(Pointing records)
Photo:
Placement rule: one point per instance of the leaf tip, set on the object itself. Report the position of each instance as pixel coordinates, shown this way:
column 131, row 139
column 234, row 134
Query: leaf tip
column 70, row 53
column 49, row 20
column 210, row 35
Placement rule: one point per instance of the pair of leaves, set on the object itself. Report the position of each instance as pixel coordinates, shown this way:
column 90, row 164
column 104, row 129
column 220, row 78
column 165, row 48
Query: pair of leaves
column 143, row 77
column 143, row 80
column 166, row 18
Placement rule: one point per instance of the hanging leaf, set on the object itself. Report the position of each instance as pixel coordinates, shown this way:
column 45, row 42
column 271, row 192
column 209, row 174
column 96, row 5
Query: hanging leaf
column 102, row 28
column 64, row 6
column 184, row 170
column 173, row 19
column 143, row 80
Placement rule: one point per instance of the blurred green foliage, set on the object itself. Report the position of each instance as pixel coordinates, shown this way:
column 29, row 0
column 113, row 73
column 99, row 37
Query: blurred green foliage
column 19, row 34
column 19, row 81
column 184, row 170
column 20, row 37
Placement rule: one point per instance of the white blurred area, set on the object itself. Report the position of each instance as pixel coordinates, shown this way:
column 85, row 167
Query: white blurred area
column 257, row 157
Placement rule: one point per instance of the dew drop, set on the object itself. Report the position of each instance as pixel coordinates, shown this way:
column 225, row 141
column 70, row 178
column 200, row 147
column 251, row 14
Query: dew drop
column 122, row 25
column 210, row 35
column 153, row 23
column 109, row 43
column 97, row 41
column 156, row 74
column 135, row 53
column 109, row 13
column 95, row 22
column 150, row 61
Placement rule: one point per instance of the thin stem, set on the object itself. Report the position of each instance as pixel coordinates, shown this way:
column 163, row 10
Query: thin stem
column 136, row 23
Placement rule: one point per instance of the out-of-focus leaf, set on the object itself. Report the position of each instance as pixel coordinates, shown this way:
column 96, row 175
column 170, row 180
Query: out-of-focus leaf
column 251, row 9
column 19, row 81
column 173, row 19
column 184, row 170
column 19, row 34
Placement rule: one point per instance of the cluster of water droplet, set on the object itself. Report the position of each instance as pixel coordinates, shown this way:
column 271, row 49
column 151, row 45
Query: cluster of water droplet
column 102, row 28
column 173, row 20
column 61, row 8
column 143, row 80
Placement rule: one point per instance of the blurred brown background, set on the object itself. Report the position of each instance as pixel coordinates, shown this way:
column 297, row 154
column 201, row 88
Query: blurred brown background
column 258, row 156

- [Problem statement]
Can you return, word for word, everything from the line containing "Placement rule: one point per instance of the blurred brown" down through the end of the records?

- [Finished exercise]
Placement rule: one point per instance of the blurred brown background, set on the object itself. Report the position of each instance as pixel coordinates, shown this way:
column 297, row 154
column 201, row 88
Query: blurred brown background
column 258, row 156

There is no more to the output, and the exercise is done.